:: MATERIAL SHOWN

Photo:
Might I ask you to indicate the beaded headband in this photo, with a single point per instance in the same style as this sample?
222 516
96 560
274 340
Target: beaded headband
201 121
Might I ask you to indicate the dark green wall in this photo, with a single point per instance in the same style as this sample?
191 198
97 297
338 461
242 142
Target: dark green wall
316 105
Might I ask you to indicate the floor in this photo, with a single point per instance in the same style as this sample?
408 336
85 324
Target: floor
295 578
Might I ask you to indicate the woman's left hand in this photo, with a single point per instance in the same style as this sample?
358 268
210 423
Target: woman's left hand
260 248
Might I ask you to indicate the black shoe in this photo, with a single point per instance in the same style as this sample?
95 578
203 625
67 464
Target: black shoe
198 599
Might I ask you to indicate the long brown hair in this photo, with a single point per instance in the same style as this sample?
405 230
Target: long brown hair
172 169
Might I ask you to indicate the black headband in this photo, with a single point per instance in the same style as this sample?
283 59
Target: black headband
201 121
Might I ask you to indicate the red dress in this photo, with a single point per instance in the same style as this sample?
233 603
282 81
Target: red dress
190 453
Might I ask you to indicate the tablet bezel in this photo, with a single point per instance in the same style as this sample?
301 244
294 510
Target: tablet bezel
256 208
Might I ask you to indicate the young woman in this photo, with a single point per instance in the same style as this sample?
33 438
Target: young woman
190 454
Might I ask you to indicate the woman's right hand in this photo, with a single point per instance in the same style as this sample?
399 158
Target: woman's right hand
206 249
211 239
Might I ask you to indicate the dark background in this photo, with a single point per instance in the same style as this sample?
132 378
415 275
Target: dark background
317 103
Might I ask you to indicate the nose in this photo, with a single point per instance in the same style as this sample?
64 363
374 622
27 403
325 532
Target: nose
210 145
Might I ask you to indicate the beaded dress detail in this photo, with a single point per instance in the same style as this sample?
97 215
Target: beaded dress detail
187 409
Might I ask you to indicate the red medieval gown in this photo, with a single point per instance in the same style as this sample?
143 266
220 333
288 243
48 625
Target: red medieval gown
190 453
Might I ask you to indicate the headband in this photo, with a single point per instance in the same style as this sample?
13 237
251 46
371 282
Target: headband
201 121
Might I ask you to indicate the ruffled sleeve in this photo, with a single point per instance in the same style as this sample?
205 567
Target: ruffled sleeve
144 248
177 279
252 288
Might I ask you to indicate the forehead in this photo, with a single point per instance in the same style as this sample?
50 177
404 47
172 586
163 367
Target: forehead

::::

■ **REQUIRED ACTION**:
While keeping every line the same, please copy out all the records.

■ **EXPECTED ANSWER**:
Photo:
Might I ask you to indicate the beaded headband in this photo, with a single point per instance in the same style as this sample?
222 516
96 560
274 340
Target: beaded headband
201 121
Might I ask you to indicate the dark green wall in this photo, with a single point per instance in the same style as this sample?
191 198
97 297
338 461
242 142
Target: dark green wall
316 105
Might I ask you to indicate the floor in this photo, with a single point per instance in the same style as this sample?
408 336
85 324
Target: floor
295 578
Might I ask you to indicate the woman's left hand in this photo, with a single point per instance in the same style as this sample?
358 268
210 423
Target: woman's left hand
260 248
Might I ask you to indicate the black shoe in this photo, with a single point per instance in the same style as this sample?
95 578
203 625
67 464
Target: black shoe
198 599
Might I ask you to indicate the long brown hair in this photo, with a single point per instance in the same style as this sample?
405 230
Target: long brown hair
172 169
Might I ask you to indicate the black headband in this photo, with a single point per instance in the same style as this sample?
283 59
Target: black headband
201 121
Might I ask you to indicate the red dress in this photo, with a single point per instance in the same style as this sample?
233 603
282 81
Target: red dress
190 453
Might I ask you to indicate the tablet bezel in this photo, with a single point per instance in the same style as this sample?
301 244
294 510
Target: tablet bezel
256 208
Might I ask you to indicate the young woman in this photo, with a single point per instance in the same style as this sample?
33 438
Target: young woman
190 454
Might I ask you to indicate the woman's right hand in this photo, with a single point per instance in the same style as this sample?
399 158
Target: woman's right hand
206 249
211 239
Might I ask you to indicate the dark background in this photo, with a single point per instance in the same style as this sample?
132 378
415 275
Target: dark background
317 103
Might I ask you to indicate the nose in this photo, with a single point per instance in the same style as this sample?
64 363
374 622
27 403
325 532
Target: nose
210 145
Might I ask you to indicate the beaded dress detail in this photo, with a single point per instance in the same style as this sample?
97 215
Target: beaded dress detail
187 409
Might I ask you to indicate the red medieval gown in this photo, with a single point per instance in the same style as this sample?
143 266
220 333
288 243
48 625
Target: red medieval gown
190 453
Might I ask you to indicate the headband in this photo, with a single point per instance in the same style as this sample?
13 237
251 46
371 282
Target: headband
201 121
Might I ask you to indicate the ruffled sleeve in this photo, with a single point per instance in the same style as this sample?
205 567
Target: ruffled sleeve
144 248
177 279
252 288
Might I ask you to indicate the forehead in this photo, with a single point per instance in the same style as this sample?
50 177
404 47
172 586
163 367
Target: forehead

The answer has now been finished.